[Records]
=======

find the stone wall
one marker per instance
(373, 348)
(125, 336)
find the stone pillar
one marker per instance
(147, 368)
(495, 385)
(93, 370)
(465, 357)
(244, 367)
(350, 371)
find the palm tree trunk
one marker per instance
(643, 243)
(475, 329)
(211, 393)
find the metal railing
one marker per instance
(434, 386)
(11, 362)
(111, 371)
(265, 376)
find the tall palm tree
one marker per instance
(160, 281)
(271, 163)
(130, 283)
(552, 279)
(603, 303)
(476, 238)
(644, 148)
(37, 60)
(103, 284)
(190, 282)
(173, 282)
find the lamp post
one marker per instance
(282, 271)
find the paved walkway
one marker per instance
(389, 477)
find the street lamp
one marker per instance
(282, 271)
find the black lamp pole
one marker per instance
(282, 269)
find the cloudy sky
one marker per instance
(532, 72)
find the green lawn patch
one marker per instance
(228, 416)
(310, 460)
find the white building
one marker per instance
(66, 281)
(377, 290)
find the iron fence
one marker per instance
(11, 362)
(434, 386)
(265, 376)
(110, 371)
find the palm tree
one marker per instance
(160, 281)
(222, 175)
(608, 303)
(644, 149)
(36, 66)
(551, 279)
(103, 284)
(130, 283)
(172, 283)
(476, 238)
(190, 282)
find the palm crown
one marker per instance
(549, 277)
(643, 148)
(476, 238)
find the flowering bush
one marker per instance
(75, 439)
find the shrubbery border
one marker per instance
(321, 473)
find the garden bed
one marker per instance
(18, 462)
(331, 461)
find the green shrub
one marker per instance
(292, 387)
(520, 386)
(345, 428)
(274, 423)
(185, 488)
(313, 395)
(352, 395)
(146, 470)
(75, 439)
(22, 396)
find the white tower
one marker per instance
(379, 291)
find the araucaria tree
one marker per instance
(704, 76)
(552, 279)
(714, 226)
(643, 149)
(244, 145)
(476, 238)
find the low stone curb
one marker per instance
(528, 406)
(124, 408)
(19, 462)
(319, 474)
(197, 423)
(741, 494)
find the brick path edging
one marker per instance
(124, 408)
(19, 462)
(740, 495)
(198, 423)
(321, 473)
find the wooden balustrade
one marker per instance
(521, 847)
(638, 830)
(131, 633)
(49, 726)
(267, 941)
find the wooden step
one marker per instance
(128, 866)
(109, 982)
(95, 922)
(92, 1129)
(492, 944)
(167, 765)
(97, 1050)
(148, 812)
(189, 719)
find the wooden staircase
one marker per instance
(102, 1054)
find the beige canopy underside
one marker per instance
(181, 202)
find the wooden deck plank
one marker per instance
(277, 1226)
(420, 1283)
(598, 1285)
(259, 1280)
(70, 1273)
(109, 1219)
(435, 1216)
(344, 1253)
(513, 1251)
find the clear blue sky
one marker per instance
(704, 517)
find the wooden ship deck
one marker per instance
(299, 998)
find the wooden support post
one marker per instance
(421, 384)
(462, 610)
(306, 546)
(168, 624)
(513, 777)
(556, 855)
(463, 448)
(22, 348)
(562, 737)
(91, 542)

=======

--- What the task requires ---
Print out the whole listing exactly as it appears.

--- Finished answer ---
find the stone wall
one marker per instance
(373, 348)
(125, 336)
find the stone pillar
one marker per instance
(147, 368)
(495, 385)
(93, 370)
(465, 357)
(244, 367)
(350, 371)
find the palm tree trunk
one marker per instance
(643, 243)
(475, 329)
(211, 393)
find the metal railing
one marker per instance
(434, 386)
(11, 362)
(111, 371)
(265, 376)
find the tall palm tree
one marker per instance
(160, 281)
(271, 163)
(130, 283)
(552, 279)
(603, 303)
(476, 238)
(644, 148)
(37, 60)
(103, 284)
(190, 282)
(173, 282)
find the lamp post
one marker per instance
(282, 271)
find the paved walkway
one marker per instance
(389, 477)
find the street lamp
one marker per instance
(282, 271)
find the black lamp pole
one marker per instance
(282, 269)
find the cloudy sky
one marker per instance
(532, 72)
find the green lawn patch
one marker per instance
(228, 416)
(310, 460)
find the white building
one marker per instance
(66, 281)
(377, 290)
find the iron fence
one marker per instance
(11, 362)
(434, 386)
(265, 376)
(110, 371)
find the palm tree
one marker per instance
(160, 281)
(222, 175)
(608, 303)
(644, 149)
(36, 66)
(551, 279)
(103, 284)
(130, 283)
(172, 283)
(476, 238)
(190, 282)
find the palm crown
one marker per instance
(549, 277)
(643, 148)
(476, 238)
find the flowering bush
one marker per instance
(75, 439)
find the shrubbery border
one marker per instance
(321, 473)
find the garden bed
one marker per instance
(18, 462)
(331, 461)
find the green shrub
one marker per instance
(292, 387)
(520, 386)
(345, 428)
(274, 423)
(185, 488)
(313, 395)
(352, 395)
(146, 470)
(75, 439)
(22, 396)
find the white tower
one marker per instance
(379, 291)
find the araucaria tree
one marker per instance
(704, 76)
(552, 279)
(714, 226)
(643, 149)
(244, 145)
(476, 238)
find the low stone curb
one marker per instance
(528, 406)
(124, 408)
(19, 462)
(319, 474)
(197, 423)
(741, 494)
find the brick path edging
one marker per instance
(124, 408)
(19, 462)
(740, 495)
(198, 423)
(321, 473)
find the wooden balustrade
one marker per instance
(521, 847)
(638, 830)
(131, 633)
(49, 726)
(267, 941)
find the wooden step
one marker per instance
(128, 866)
(109, 982)
(95, 922)
(92, 1129)
(492, 944)
(167, 765)
(97, 1050)
(148, 812)
(189, 719)
find the wooden staircase
one marker per instance
(102, 1054)
find the beige canopy underside
one marker per instance
(181, 202)
find the wooden deck plank
one marker per instance
(277, 1226)
(420, 1283)
(598, 1285)
(259, 1280)
(70, 1273)
(109, 1219)
(435, 1216)
(344, 1253)
(513, 1251)
find the clear blue sky
one marker per instance
(704, 517)
find the wooden ship deck
one marker per instance
(299, 998)
find the wooden support post
one marker per instance
(421, 384)
(462, 610)
(306, 546)
(168, 624)
(513, 777)
(556, 855)
(463, 448)
(22, 348)
(562, 737)
(91, 542)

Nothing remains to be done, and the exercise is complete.